TEXT BLOCK:
Two space travelers are headed back to Earth this morning after a smooth departure from the International Space Station and a rocket-firing that dropped their Russian Soyuz spacecraft out of orbit.
Russian cosmonaut Max Suraev and U.S. astronaut Jeffrey Williams are zooming toward the north-central steppes of Kazakhstan outside the remote town of Arkalyk, where the two are expected to land about 7:23 a.m. today. A four-minute, 16-second deorbit burn put the two on course for landing after 169 days in space.
The weather on the snow-covered steppes is cold and windy. Temperatures are just below 20 degrees Fahrenheit and winds are out of the southwest at 17 mph.
Twelve rescue helicopters, three fixed wing aircraft and a bevy of all-terrain vehicles already are in the area with officials from the Russian Federal Space Agency and NASA onboard. The recovery crews are prepared to pull Suraev and then Williams out of the Soyuz and then perform initial post-flight medical testing in an inflated medical tent.
Suraev and Williams launched from Baikonur Cosmodrome on Sept. 30 and arrived at the International Space Station two days later. The departed the outpost just after 4 a.m., leaving three crewmates -- Russian station commander Oleg Kotov, Soichi Noguchi or Japan Aerospace Exploration Agency and U.S. astronaut Timothy Creamer -- on the outpost.

DATASET ENTRIES:
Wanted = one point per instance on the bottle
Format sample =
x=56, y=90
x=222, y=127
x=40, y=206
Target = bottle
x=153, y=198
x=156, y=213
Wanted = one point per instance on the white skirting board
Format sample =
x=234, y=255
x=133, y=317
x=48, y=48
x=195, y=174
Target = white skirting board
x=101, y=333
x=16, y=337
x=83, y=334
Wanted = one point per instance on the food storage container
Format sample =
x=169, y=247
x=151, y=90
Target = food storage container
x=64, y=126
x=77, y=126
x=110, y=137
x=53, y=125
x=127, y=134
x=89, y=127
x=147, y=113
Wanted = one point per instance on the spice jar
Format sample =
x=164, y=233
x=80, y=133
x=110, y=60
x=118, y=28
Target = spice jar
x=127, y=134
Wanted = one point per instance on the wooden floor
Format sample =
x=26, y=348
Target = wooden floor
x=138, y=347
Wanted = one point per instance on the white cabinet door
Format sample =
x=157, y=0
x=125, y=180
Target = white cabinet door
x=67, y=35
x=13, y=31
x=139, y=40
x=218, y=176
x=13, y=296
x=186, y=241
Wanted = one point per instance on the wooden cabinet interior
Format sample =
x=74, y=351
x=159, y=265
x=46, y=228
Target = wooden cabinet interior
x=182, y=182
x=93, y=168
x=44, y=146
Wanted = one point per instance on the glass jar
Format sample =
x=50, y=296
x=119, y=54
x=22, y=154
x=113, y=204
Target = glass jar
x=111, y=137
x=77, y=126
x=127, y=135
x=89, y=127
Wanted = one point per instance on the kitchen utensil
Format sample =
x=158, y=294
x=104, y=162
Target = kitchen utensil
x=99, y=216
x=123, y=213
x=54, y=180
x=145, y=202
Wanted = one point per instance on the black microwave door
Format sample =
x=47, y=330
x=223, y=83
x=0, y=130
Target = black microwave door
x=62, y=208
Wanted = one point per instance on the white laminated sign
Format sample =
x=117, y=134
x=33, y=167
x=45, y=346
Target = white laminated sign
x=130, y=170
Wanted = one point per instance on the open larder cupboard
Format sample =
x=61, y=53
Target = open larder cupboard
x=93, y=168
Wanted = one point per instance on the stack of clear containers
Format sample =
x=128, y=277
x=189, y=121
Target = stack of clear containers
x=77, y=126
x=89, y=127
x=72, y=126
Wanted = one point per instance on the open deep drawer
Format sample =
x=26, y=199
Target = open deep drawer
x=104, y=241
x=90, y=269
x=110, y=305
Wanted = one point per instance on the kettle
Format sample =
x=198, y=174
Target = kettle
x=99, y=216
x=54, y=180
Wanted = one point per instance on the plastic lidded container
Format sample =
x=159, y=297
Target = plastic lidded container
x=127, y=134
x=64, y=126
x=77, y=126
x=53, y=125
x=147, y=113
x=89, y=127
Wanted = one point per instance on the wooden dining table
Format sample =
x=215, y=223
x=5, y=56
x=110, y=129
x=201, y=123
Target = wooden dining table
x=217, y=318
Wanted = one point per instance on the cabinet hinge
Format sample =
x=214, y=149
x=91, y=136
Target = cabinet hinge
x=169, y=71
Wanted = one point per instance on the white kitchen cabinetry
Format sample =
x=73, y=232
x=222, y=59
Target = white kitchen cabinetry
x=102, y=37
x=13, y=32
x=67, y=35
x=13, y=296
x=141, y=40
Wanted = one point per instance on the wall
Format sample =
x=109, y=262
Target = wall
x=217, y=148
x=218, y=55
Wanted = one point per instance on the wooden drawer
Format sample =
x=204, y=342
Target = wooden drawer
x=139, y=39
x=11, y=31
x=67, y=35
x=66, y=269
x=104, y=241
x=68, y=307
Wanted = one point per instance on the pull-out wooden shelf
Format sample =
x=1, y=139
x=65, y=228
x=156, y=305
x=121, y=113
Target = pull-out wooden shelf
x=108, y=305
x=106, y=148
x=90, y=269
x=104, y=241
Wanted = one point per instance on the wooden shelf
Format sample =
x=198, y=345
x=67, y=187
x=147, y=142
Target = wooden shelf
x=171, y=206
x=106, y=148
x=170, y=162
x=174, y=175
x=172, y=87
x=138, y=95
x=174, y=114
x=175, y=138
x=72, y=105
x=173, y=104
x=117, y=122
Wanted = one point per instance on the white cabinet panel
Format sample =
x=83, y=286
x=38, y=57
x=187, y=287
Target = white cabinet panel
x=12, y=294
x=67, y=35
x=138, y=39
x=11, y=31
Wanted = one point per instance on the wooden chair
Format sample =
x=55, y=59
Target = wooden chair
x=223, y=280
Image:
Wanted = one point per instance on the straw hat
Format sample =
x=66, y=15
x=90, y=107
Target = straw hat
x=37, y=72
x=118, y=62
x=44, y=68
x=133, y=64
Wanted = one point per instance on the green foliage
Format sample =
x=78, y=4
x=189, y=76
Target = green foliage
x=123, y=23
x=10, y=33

TASK SET:
**A.** In the Soyuz landing article, can you turn the paragraph beginning "Twelve rescue helicopters" into a bulleted list that keeps its main facts?
**B.** According to the Soyuz landing article, how long did the deorbit burn last?
**C.** Which people does the Soyuz landing article name?

RESPONSES BY TASK:
**A.**
- Twelve rescue helicopters, three fixed-wing aircraft and many all-terrain vehicles are already in the area.
- Officials from the Russian Federal Space Agency and NASA are on board.
- Recovery crews will pull Suraev out of the Soyuz first, then Williams.
- Initial post-flight medical tests will take place in an inflated medical tent.

**B.** Four minutes, 16 seconds.

**C.**
- Max Suraev
- Jeffrey Williams
- Oleg Kotov
- Soichi Noguchi
- Timothy Creamer